The purpose of this notebook is to demonstrate the functionality of the `VARReduce` model from sktime. We will compare its performance with the traditional `VAR` model to highlight their similar behavior under default settings. Additionally, we will showcase how `VARReduce` can be leveraged for regularization in scenarios involving large time series datasets, offering enhanced model performance and robustness.

Vector Autoregression (VAR) is a powerful statistical tool used to capture the linear interdependencies among multiple time series. Despite its complex applications, the core mechanism of fitting a VAR model is fundamentally an extension of linear regression. This article explores how we can reframe the VAR fitting process into a more flexible framework by leveraging different types of regressors, including those that provide regularization.

### Reframing VAR Model Fitting: From Linear Regression to Regularized Approaches

Vector Autoregression (VAR) is a powerful statistical tool used to capture the linear interdependencies among multiple time series. Despite its complex applications, the core mechanism of fitting a VAR model is fundamentally an extension of linear regression. This article explores how we can reframe the VAR fitting process into a more flexible framework by leveraging different types of regressors, including those that provide regularization.

Stated goal — Can you repeat the VARReduce notebook passage from "The purpose of" up to and including "performance and robustness.", word for word? Rely on the VARReduce notebook passage alone.

Source data —
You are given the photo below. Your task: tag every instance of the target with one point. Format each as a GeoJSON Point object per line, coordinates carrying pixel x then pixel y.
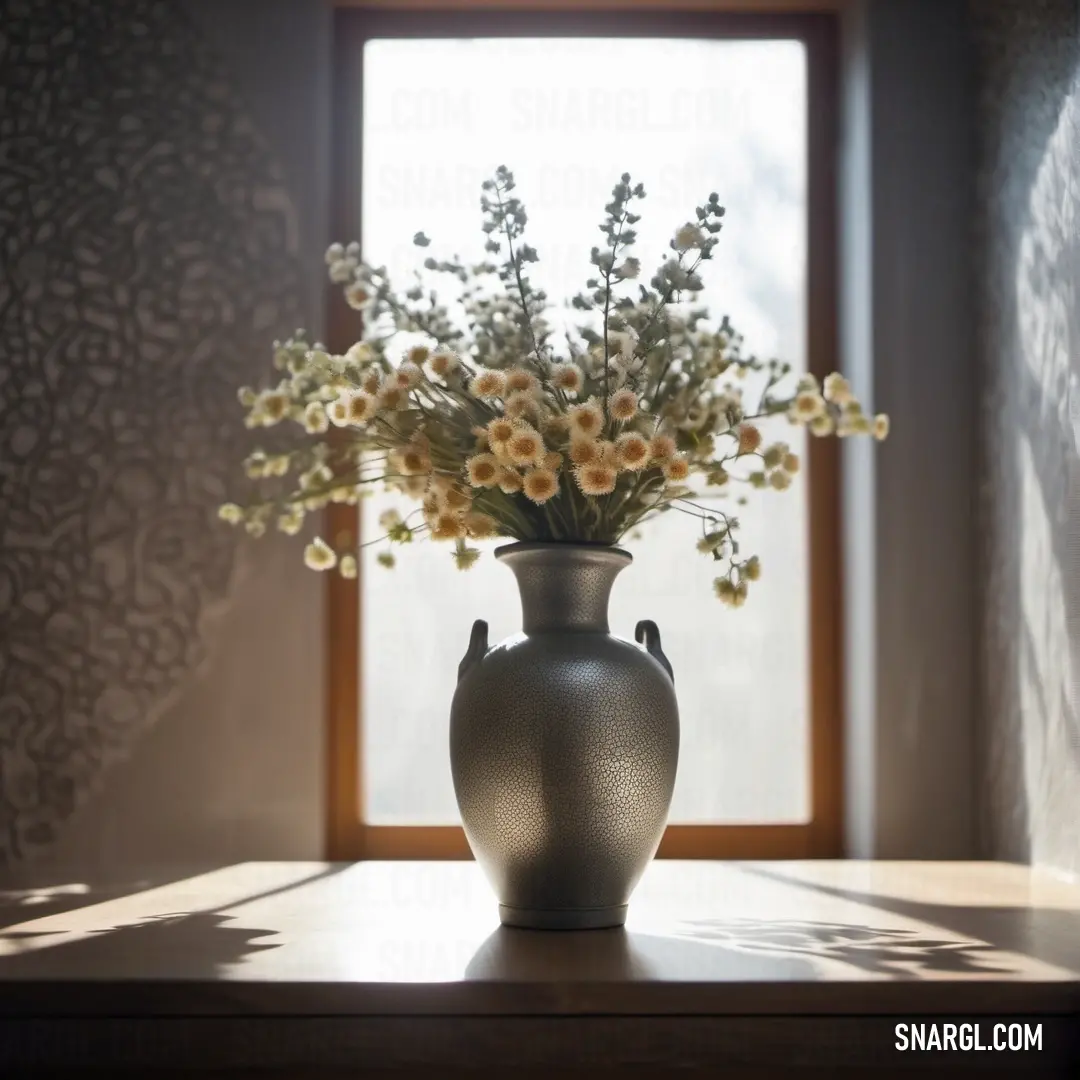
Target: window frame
{"type": "Point", "coordinates": [348, 836]}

Result for this exercise —
The purpose of this notebook is to demonstrate the functionality of the `VARReduce` model from sktime. We will compare its performance with the traditional `VAR` model to highlight their similar behavior under default settings. Additionally, we will showcase how `VARReduce` can be leveraged for regularization in scenarios involving large time series datasets, offering enhanced model performance and robustness.